Short task 1 →
From the essay on Slinger, list every city where the writer recalls or seems to recall hearing Ed read from the poem.
Short task 2 →
In the essay on Slinger, which year's edition of the poem does the writer open at random?
Short task 3 →
Carry the essay on Slinger forward from its final sentence.

Quoted text →

+++++

Alice Notley

 

"Where'd You Get It?"

Where do/ did the words come from? I ask. And open my 1975 edition of Slinger at random, to:

his head is a spasm
of presyntactic metalinguistic urgency

What What What
Where Where Where
Who What Where
What Where Who

I imagine this to be a good description of how Ed began writing Slinger — and how he felt each time he went back to it after a lapse in the writing. However, one thing I notice rereading it is that I find some of my own words and sounds therein (Where’d I get them? Slinger):

               Dear lengthening Day
I have loved your apparencies since you created me

I wrote a poem called "Dear Dark Continent" in what had been Ed and Jenny's house in Chicago, at (I think this is the number) 911 West Diversey Street; and a year later, in England, a poem addressed to "Your Dailiness." I wonder if there was a broadside, on the wall of the Diversey Street house, of "The Lawg," which serves as a preface to Book III, The Winterbook. How have I forgotten where my words came from?

In my twenties I seem to have heard Ed read from Slinger in a number of cities: I know I remember New York and San Francisco, but it seems as if there were Chicago and London, I dunno, doano — which spelling suits this ambiance? Slinger is the most physical of poems, despite its purely oxygenated (but knee-slapping) cerebrality; and I associate it with Ed's voice and his reading stance, very straight and tall. There was a lectern in Ed's study, and he wrote standing up. But I can't get this chronology of thirty-some years ago right. Everyone was waiting for what would happen next in the Story; there was an especial suspense as to how it might end — Book IIII: what would it be like? Or rather, would it be as good as its predecessor books? (The pundits finally judged No, but also Yes — Ed had become another person; it was nice that the Slinger said Goodbye, Hasta la Vista — see you later.) It wasn't that there really was a Story — what the hell happens in Slinger? People ride around in a stagecoach or whatever and talk; but there were changes of consciousness between the books, as there were relatively long periods of time between, and there were fabulous word-generated entities talking in the poem, in slant-wise relation to everything that concerned us. The revelation of the new sections was the Story, and the straight-ahead thrust of the line, what it was like when Ed appeared somewhere and read new passages.

+++++

Data block →
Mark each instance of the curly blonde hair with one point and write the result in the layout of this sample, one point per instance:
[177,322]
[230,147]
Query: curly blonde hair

+++++

Final result 1 →
New York, San Francisco, Chicago, London

Final result 2 →
The 1975 edition.

Final result 3 →
Ed's reading style for the poem seemed like a very hip take on the then-current Black poetry style: he was so Kool, and his Whiteness remained cool. He acknowledges Black & White in Book I, in the "Hi! Digger" and thereabouts passages (there were a lot of people who had named themselves Digger in the 60's, though Heidigger hadn't), but the Bombed Horse is also the Oblique Horse and the question "Where's my dark ace?" is as ambiguous as allegory might be (at least one Ed expert thought the line was about black holes.) When Ted and I moved to Chicago and rented what had been Ed and Jenny's house, Ted taking Ed's job at Northeastern Illinois University, we found that some young white poets emulated Ed's reading style, but there was this pervasive, real, black sound, out of Chicago and of course New York and Newark (Roi / Amiri Baraka), that had inspired Ed. You may not hear it coming off the pages of Slinger now, unless you remember it. Along with the inescapable politics of the times.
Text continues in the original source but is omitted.